--- Start of Data provided ---
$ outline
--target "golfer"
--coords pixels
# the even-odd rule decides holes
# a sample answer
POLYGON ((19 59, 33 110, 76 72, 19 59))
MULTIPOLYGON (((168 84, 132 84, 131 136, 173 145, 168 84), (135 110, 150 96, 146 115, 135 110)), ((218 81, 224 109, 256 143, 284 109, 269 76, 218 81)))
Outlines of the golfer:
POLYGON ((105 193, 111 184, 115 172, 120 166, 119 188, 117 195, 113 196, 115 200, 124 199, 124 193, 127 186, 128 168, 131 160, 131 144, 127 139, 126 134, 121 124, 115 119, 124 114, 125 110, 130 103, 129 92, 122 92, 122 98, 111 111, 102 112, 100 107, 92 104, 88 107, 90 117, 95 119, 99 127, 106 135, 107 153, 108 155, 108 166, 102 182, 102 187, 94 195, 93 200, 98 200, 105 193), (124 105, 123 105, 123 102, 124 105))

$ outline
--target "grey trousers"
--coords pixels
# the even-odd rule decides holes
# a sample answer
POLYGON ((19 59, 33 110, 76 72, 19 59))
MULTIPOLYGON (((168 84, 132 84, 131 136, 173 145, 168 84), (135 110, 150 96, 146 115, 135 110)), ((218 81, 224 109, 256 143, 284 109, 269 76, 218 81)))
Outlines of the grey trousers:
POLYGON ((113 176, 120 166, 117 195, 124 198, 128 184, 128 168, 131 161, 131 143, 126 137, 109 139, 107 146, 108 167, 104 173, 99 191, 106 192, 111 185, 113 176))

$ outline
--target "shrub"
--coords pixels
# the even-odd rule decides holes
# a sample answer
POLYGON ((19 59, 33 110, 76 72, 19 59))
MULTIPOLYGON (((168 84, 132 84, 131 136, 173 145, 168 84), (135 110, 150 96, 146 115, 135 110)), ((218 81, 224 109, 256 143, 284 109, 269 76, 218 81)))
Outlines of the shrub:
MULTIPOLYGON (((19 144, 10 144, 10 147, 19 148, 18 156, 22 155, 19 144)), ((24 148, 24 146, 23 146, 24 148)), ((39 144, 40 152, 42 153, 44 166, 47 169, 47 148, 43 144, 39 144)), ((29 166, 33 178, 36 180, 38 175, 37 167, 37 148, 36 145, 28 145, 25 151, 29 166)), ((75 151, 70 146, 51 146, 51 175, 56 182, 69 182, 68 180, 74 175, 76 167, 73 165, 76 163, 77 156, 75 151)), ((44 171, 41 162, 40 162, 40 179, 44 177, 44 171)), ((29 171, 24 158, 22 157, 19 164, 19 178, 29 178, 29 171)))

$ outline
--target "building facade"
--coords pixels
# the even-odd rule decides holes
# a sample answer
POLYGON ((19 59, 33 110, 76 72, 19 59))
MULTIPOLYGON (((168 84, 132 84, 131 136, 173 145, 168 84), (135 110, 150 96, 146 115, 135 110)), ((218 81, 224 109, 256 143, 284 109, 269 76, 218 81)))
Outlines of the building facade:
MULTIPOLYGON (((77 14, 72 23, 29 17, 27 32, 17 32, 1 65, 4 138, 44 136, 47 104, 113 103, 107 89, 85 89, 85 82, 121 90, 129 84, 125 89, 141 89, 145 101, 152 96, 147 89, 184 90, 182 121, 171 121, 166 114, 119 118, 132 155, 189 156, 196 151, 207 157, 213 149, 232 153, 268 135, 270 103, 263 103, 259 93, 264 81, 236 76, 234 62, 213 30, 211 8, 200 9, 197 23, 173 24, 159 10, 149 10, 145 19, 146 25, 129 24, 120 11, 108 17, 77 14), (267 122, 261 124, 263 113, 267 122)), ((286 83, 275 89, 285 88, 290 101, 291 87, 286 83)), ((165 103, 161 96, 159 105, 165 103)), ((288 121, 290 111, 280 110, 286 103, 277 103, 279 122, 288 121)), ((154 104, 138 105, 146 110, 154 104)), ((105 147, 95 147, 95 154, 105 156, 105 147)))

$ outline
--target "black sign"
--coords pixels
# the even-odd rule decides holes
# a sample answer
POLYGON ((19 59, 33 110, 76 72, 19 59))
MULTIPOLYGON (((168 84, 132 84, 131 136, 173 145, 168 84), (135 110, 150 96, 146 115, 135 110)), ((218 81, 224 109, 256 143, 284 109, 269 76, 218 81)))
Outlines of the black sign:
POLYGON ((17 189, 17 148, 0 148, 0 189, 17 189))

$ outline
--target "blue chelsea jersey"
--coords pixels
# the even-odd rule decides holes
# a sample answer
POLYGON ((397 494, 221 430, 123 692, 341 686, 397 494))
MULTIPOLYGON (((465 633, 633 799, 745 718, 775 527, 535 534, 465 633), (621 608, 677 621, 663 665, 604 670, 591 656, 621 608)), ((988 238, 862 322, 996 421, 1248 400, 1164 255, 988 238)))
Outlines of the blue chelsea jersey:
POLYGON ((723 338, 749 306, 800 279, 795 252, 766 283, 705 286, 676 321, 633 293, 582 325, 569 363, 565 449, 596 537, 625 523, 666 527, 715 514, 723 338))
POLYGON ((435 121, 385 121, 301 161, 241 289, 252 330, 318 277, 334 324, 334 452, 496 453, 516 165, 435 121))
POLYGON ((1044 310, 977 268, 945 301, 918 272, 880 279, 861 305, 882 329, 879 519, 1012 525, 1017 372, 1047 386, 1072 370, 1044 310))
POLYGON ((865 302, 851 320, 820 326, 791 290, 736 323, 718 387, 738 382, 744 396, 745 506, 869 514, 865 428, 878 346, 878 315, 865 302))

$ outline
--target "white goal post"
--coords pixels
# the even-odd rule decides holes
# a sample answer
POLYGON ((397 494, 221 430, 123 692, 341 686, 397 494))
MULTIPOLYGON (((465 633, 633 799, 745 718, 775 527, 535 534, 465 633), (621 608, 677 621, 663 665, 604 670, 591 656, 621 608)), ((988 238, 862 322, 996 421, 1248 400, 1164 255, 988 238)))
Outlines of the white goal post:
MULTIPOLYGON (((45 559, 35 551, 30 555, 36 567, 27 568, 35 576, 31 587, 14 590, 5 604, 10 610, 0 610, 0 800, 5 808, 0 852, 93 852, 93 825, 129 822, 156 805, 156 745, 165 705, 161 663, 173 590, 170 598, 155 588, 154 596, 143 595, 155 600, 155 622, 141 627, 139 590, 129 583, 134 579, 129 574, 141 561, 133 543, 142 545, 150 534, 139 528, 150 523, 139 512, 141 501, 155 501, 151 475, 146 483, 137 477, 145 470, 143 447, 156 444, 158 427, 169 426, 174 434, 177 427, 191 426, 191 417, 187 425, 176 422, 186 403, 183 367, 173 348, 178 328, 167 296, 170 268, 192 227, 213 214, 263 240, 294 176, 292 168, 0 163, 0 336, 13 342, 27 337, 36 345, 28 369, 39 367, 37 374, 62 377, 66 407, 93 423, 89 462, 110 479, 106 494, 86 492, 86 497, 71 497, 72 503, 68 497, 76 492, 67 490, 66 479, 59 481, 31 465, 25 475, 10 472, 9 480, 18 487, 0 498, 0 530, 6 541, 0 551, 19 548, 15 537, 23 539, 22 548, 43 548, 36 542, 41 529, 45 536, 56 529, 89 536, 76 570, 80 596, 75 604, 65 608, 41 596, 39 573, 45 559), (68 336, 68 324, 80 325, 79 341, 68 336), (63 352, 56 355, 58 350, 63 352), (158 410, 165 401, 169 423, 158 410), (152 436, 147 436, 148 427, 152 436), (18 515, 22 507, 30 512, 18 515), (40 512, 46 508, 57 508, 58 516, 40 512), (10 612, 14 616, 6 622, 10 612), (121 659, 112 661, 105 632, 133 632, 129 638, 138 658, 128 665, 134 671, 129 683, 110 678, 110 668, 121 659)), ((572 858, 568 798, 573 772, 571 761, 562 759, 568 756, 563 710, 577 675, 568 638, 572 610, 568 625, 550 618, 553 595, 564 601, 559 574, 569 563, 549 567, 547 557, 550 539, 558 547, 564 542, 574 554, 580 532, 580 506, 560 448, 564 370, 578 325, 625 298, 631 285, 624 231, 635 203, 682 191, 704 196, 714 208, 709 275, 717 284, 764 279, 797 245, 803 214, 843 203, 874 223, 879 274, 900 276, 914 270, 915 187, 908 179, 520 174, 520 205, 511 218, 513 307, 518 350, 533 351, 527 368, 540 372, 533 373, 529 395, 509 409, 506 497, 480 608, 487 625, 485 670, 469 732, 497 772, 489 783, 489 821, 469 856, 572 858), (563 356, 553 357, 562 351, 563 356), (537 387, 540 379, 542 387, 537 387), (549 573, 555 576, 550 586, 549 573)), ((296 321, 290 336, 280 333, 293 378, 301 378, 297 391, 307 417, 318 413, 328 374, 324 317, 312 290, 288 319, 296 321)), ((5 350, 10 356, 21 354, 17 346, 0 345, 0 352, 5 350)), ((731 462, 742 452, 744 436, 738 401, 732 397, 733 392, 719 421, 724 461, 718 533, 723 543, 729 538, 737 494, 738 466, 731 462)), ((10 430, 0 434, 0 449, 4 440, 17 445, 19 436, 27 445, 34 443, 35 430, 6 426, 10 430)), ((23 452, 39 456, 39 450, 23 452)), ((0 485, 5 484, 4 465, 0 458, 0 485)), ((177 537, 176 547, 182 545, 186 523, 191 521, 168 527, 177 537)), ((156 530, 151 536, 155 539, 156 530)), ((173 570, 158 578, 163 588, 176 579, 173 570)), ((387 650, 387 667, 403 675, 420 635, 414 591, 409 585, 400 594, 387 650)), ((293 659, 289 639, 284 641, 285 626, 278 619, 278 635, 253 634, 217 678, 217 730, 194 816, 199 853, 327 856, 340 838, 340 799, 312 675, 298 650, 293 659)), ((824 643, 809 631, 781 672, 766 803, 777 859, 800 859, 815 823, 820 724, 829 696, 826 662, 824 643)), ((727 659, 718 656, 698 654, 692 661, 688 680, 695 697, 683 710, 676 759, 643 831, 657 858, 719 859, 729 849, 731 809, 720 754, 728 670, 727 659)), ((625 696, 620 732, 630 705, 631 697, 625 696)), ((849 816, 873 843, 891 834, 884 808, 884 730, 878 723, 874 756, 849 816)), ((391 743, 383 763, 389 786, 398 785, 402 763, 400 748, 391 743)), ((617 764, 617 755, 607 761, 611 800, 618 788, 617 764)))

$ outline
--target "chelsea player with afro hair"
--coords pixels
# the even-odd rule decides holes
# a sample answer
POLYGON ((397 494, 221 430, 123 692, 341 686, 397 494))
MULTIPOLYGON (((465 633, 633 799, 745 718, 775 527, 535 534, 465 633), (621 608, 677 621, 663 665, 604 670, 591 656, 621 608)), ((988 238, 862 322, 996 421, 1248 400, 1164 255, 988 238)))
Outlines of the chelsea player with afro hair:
--- End of Data provided ---
Tally the lines of the entries above that contain the string "player", with case counting. How many are there? Reply with the number alone.

Solution for this task: 2